Danny said some people do treat him badly. "I don't take it seriously. I know who I am inside."
Danny is perhaps the least affected by the way he looks, and he said he's just a normal guy. "I play football, I play video games," he said. "I go to the movies. I am the same as everybody, except what you see on my face, that's all."
One of his closest friends is Robbie, Campo's gradeschool son, who accepts him inside and out.
Robbie remembers the first time he saw Danny. "I thought something was gonna happen," he said, "because first I believed in monsters and wolves and everything."
Children are Danny's greatest fans. During his performances, he mesmerizes them with his skills as much as his appearance.
One of his youngest spectators, a little girl named Gaby, said Danny deserves to be respected -- that he's not an animal, he's a human. "They shouldn't call him[wolf man] because then they stop treating him like a person," she said.
Geneticist Dr. Luis Figuera, an expert in hypertrichosis at Mexico's Center for Biomedical Research, has studied people with the condition for more than 20 years.
"Hypertrichosis has no connection with the moon or any connection with wolves," Figuera said.
Figuera's research on why his patients can't stop growing hair could one day help those who can't grow it at all.
"If we could identify the factor, or the reason why hair grows beyond what is expected, it would be another step into understanding and perhaps help solve the problem of baldness," Figuera said.
Over the years, Figuera has collected blood samples from Danny's family to map the hypertrichosis gene.
"This kind of hypertrichosis as shown in this family is very rare," Figuera said. "As far as I know, there are two or three families in the world [with it].
"We believe that this is a gene which was functioning a long time ago in the evolution of man when primates were becoming men," he said.
According to Figuera, as humans evolved, certain genes that were unnecessary for survival mutated and were turned off. Figuera believes that, in Danny's family, the gene for hypertrichosis was somehow accidently turned back on.

**Things to do**
- A) Write out the passage about Danny, everything from "Robbie remembers the" down to "grow it at all.".
- B) Using the passage about Danny, decide whether each statement agrees with it. Answer yes or no, and quote the words that decide it: (i) Figuera has studied people with hypertrichosis for more than 20 years; (ii) Figuera says hypertrichosis is tied to the moon; (iii) Danny says he plays football and video games.
The rows that follow have nothing to do with the passage about Danny.

**Record excerpts**
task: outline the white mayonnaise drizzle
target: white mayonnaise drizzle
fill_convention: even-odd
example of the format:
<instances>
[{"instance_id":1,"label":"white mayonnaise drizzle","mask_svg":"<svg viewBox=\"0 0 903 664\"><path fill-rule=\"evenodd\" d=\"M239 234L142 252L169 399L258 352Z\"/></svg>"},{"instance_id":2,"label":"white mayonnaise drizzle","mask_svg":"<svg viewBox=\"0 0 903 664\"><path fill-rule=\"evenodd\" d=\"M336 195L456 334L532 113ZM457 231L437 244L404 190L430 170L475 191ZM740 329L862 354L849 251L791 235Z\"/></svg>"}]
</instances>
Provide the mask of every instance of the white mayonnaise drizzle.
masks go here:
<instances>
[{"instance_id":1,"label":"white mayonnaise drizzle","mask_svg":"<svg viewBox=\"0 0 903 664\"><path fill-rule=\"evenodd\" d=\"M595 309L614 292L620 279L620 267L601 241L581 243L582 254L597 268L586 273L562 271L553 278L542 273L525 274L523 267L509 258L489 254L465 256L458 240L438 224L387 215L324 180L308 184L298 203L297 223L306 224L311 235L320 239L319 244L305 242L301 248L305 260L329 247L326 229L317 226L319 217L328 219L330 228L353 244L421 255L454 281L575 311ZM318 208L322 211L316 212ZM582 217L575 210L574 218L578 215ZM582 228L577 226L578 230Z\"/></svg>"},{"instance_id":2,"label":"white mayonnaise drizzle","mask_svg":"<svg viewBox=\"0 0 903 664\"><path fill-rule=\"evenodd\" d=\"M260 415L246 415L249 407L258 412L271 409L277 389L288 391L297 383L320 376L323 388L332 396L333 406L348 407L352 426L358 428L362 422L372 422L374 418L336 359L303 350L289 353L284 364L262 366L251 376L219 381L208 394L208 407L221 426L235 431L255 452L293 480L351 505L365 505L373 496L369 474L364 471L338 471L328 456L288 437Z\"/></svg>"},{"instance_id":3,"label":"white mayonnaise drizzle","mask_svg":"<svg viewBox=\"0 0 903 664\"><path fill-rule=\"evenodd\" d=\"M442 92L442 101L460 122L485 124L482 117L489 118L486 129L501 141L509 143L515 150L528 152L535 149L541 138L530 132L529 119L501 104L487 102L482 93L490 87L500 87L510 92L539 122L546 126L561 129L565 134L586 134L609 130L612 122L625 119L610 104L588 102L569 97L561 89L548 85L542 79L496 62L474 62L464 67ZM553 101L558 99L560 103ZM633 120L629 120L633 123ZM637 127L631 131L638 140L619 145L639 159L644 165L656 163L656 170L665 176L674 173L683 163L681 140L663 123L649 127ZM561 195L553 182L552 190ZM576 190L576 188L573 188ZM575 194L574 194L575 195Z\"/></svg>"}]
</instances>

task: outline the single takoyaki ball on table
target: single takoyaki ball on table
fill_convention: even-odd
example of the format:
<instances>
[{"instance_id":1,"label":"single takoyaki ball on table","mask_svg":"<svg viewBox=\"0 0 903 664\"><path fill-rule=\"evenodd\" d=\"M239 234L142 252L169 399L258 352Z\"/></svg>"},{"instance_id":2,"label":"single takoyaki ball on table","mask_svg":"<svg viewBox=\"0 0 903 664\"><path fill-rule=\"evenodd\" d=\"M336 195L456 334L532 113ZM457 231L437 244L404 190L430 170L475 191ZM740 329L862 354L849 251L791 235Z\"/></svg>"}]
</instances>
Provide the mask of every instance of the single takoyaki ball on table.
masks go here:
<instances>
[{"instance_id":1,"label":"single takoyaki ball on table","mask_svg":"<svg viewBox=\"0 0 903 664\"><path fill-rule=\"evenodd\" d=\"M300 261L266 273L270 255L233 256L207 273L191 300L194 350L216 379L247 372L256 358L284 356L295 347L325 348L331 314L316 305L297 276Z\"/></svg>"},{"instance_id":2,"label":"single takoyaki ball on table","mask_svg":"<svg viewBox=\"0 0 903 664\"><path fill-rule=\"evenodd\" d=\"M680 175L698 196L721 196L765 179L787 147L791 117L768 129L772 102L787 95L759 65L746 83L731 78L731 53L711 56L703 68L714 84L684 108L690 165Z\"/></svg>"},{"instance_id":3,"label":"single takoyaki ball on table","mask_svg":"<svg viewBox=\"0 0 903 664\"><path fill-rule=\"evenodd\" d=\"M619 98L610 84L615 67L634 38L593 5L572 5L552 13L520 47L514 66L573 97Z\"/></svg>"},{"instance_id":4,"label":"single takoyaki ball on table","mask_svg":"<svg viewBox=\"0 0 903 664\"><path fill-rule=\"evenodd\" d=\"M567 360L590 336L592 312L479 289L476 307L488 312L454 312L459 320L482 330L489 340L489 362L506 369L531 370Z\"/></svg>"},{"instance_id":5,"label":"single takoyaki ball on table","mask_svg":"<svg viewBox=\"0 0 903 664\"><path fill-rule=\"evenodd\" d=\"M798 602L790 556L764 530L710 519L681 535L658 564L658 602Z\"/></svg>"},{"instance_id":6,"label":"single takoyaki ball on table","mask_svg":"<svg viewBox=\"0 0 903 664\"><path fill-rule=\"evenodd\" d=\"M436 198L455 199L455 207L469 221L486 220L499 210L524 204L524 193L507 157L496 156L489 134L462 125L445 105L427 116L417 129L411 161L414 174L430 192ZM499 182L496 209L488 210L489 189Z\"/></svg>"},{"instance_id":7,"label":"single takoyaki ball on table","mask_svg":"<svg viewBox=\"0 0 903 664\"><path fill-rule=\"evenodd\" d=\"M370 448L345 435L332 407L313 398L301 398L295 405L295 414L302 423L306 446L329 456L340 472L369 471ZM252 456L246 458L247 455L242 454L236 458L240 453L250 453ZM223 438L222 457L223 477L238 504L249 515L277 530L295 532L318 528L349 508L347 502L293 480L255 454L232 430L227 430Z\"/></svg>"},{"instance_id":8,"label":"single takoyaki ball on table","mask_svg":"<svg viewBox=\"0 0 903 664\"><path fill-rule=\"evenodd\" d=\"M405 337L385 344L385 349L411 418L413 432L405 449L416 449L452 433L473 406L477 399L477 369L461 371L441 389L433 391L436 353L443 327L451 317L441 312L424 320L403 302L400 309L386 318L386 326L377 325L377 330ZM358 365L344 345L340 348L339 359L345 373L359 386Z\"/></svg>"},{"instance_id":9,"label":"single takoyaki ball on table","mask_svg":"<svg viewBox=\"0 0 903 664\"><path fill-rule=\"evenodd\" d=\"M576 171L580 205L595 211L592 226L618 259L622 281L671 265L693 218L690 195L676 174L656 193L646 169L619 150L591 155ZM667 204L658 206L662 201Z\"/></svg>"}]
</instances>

**Your written answers**
- A)
Robbie remembers the first time he saw Danny. "I thought something was gonna happen," he said, "because first I believed in monsters and wolves and everything."
Children are Danny's greatest fans. During his performances, he mesmerizes them with his skills as much as his appearance.
One of his youngest spectators, a little girl named Gaby, said Danny deserves to be respected -- that he's not an animal, he's a human. "They shouldn't call him[wolf man] because then they stop treating him like a person," she said.
Geneticist Dr. Luis Figuera, an expert in hypertrichosis at Mexico's Center for Biomedical Research, has studied people with the condition for more than 20 years.
"Hypertrichosis has no connection with the moon or any connection with wolves," Figuera said.
Figuera's research on why his patients can't stop growing hair could one day help those who can't grow it at all.

- B)
(i) Yes: "has studied people with the condition for more than 20 years"
(ii) No: "Hypertrichosis has no connection with the moon or any connection with wolves"
(iii) Yes: "I play football, I play video games"